> STUDY TEXT
BEGIN
Question

Which Read-Depth is Needed to Find Insertions?

0

Entering edit mode

8.2 years ago

michaela_boell ▴ 70

Hello,

According to a review by D Sims et al [1], the required average mapped depth is 35× in order to detect heterozygous SNVs and indels in resequencing studies. I wonder why it is so high. Is this only due to the non-uniformity of read-depth? And would this be higher if one sets out to find large insertions?

1 Sims, D., Sudbery, I., Ilott, N. E., Heger, A., and Ponting, C. P. (2014) Sequencing depth and coverage: key considerations in genomic analyses. Nat Rev Genet 15, 121-132

sequencing alignment • 1.9k views

ADD COMMENT • link updated 8.2 years ago by Brian Bushnell 20k • written 8.2 years ago by michaela_boell ▴ 70

0

Entering edit mode

Tagging i.sudbery

ADD REPLY • link 8.2 years ago by WouterDeCoster 47k

score 3 · Accepted Answer · 2017-01-15

3

Entering edit mode

8.2 years ago

Brian Bushnell 20k

It's very easy to discover short features (substantially shorter than read length, like a 20bp indel for 150bp reads) with very low depth sequencing (say, 3x) with some degree of certainty. In that case, more coverage simply buys more confidence. Heterozygous features on a diploid require more coverage than homozygous features, of course. But the coverage needed is a function of the read length, error rate, sequencing methodology (paired or unpaired? insert size distribution?), what you're looking for (novel or well-known variants?), genome type (complexity and repetitiveness), biases present in sequencing, and so forth. I have not read the paper, but to make any claim of a specific level of coverage required, these factors need to be specified along with a given level of confidence desired. I've called short heterozygous variations with low (<10x) coverage using short, high-error-rate, highly-biased 50bp colorspace reads. The confidence level can be quite good even in that very undesirable case (>95% accuracy), as determined by sequencing trios. Generally, though, I don't recommend it. However, with high-quality 2x250bp reads using methodology which incurs little bias, you could get extremely high confidence het calls with coverage much substantially lower than 35x.

There is a difference, though, between claiming a single variant is a high-confidence real heterozygous variant (which can be done at 10x) and that you have, with high confidence, found virtually all real heterozygous variants and correctly classified them as heterozygous. The latter can't be done at 10x regardless of your methods (for bulk-DNA shotgun sequencing), because best-case scenario, there's still a 1/512 chance that all reads covering a given location came from the same chromosome copy (that's (1/2^10)*2)).

Features similar to or longer than read length, such as long insertions and other structural variations, need to be implied by coverage rather than called within a single read, though. So they are more coverage-dependent.

ADD COMMENT • link 8.2 years ago by Brian Bushnell 20k

0

Entering edit mode

Thank you very much! What is your estimate, would you try to find insertions that are long, but you only care about the ends, with short reads, 50 bp or 75 bp SE ?

ADD REPLY • link 8.2 years ago by michaela_boell ▴ 70

0

Entering edit mode

How long are the insertions?

ADD REPLY • link 8.2 years ago by Brian Bushnell 20k

0

Entering edit mode

Roughly 900bp. I actually have a dataset of 75 bp mate-pair PE reads but I am investigating different alignment approaches.
END
> GIVEN DATA
BEGIN
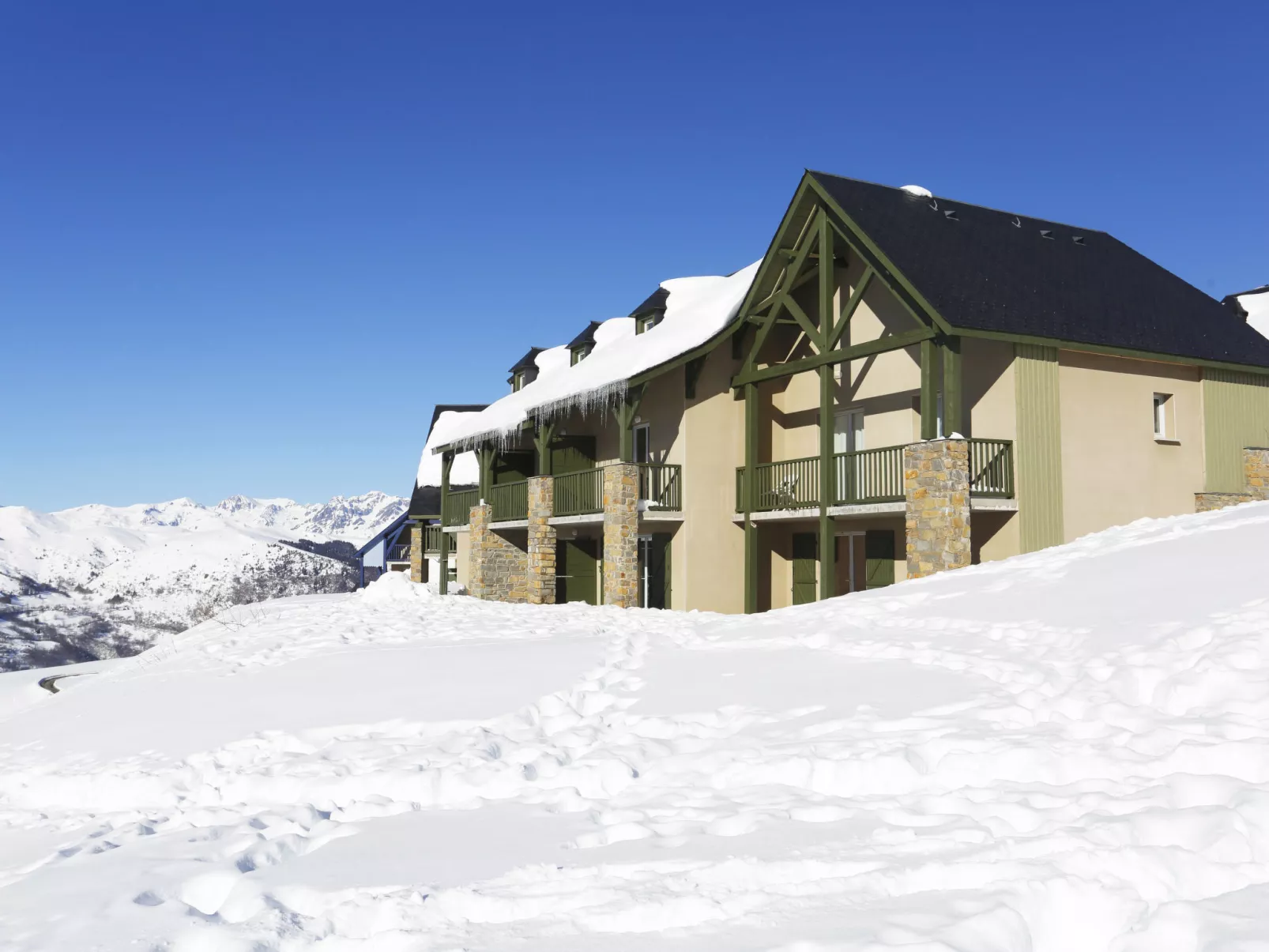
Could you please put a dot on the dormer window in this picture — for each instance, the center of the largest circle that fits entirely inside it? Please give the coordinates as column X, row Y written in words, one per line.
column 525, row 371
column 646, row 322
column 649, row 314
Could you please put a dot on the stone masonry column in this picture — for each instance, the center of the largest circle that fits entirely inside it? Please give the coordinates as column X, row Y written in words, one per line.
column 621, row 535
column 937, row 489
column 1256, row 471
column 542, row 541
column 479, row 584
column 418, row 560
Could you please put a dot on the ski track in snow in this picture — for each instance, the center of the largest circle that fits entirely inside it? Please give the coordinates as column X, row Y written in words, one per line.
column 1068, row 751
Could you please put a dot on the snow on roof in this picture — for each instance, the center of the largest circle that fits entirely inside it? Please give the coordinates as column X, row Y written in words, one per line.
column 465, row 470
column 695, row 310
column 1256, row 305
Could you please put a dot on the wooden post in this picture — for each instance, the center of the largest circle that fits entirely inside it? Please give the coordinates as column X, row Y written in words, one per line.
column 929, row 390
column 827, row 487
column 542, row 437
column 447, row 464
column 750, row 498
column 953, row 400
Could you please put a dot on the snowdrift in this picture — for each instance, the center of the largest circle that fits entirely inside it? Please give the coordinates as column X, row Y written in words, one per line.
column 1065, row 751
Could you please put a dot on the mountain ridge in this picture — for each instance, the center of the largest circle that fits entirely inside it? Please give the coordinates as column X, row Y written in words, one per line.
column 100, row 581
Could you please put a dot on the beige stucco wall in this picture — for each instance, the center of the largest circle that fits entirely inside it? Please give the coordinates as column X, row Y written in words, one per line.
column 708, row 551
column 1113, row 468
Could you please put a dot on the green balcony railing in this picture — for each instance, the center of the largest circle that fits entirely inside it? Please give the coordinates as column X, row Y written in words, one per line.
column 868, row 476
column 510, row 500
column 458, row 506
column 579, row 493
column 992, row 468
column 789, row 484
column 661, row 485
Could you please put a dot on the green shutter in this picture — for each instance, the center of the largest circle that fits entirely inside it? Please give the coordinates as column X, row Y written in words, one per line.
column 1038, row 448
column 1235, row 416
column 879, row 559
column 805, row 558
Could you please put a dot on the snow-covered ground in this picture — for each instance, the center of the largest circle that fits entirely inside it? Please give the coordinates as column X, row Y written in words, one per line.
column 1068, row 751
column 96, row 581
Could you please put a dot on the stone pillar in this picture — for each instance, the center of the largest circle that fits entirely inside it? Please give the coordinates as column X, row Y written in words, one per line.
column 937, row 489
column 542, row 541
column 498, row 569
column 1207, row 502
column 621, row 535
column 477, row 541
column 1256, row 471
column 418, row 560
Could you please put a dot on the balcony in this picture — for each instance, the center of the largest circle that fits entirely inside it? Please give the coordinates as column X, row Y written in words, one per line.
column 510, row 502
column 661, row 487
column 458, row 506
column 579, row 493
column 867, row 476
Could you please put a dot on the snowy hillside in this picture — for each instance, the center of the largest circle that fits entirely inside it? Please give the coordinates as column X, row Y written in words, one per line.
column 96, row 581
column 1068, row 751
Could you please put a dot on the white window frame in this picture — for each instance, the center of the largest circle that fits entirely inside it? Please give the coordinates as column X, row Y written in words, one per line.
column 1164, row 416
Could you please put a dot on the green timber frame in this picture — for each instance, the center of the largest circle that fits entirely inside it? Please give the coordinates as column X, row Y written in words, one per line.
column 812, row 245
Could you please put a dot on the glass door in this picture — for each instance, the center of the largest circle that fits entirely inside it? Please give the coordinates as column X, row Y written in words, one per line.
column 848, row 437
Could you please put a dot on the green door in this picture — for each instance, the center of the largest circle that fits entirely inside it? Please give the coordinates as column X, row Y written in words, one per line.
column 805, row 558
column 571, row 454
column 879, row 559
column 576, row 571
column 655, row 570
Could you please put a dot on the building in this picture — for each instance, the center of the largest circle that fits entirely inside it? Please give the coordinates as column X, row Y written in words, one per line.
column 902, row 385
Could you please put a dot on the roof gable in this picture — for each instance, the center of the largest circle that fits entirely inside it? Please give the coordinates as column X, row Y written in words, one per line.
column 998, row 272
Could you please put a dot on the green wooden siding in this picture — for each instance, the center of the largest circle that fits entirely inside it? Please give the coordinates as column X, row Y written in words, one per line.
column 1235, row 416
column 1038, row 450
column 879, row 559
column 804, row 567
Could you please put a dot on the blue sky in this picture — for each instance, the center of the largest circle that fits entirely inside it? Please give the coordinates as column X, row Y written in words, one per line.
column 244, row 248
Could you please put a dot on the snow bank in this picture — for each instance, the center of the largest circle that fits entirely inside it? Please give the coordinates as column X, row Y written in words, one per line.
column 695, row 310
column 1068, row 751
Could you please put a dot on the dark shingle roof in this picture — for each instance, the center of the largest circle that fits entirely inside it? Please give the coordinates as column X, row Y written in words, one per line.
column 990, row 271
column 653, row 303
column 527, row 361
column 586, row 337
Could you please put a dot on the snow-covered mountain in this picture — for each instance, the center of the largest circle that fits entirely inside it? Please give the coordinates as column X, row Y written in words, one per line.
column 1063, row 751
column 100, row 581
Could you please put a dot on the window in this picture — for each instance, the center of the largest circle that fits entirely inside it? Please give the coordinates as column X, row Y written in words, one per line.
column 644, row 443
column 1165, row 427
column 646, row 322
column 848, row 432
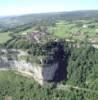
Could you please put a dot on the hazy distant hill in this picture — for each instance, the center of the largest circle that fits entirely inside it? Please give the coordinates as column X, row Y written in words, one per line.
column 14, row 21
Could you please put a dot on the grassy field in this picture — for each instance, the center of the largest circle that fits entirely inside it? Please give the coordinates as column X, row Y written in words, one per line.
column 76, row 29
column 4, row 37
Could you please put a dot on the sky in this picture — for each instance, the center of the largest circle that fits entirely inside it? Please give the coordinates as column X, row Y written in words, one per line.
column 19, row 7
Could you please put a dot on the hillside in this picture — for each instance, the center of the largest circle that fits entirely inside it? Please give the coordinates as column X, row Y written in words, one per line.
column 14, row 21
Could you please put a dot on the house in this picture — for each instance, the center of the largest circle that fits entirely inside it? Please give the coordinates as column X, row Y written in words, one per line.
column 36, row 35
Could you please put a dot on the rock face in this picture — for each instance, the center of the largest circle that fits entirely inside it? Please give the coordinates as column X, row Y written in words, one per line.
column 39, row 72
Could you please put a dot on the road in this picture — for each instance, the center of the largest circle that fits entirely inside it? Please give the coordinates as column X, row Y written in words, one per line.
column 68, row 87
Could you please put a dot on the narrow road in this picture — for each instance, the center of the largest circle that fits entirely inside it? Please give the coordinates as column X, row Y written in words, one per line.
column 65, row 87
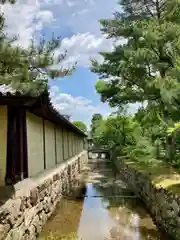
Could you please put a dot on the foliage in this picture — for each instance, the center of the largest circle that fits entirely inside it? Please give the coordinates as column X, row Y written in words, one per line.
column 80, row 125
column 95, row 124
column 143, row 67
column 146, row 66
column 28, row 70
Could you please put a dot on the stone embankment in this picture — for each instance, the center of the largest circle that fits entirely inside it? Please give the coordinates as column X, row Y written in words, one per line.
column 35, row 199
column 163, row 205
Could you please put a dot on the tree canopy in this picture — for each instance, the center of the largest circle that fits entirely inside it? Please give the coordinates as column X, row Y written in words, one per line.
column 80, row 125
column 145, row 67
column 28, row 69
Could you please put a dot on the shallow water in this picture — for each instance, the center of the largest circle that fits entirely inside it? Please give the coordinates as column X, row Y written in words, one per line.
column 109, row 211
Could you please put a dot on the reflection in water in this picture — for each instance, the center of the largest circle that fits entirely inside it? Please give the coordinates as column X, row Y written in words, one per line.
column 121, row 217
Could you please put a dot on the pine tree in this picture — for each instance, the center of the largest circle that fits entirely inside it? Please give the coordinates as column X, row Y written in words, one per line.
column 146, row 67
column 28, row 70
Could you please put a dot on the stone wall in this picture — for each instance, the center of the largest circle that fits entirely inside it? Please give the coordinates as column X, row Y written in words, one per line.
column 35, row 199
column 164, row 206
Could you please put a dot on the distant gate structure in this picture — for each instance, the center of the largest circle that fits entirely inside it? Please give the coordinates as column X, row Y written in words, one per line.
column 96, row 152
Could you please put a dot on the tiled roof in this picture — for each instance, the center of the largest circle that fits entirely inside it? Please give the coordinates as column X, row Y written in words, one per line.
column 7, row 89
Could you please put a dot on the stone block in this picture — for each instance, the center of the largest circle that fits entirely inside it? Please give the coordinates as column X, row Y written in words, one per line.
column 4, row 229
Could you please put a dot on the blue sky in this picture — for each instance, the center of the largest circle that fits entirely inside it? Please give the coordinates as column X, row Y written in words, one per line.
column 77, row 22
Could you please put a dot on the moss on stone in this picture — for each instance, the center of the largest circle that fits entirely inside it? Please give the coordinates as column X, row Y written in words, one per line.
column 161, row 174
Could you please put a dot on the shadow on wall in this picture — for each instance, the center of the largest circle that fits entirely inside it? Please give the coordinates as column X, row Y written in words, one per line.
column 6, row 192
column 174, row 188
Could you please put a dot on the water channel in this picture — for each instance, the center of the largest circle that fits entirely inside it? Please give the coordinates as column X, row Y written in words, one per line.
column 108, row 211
END
> TASK PROMPT
In the thread on read depth for finding insertions, what best-case chance does the accepted reply give that, at 10x coverage, all reads covering a given location came from the same chromosome copy? These entries come from a separate source and are unrelated to the forum thread.

> WRITTEN REPLY
1/512